§ **What to produce**
Quote the lines below word for word.

(Dataset records on object locations)
══════════════════════════════

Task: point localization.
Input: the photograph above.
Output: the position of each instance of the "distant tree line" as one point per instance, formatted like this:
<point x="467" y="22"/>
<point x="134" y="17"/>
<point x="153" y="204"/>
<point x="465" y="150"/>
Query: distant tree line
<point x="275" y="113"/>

══════════════════════════════

§ **Task solution**
Task: point localization.
Input: the photograph above.
Output: the position of each instance of the "distant tree line" as one point per instance, formatted like this:
<point x="467" y="22"/>
<point x="134" y="17"/>
<point x="153" y="204"/>
<point x="465" y="150"/>
Query: distant tree line
<point x="275" y="113"/>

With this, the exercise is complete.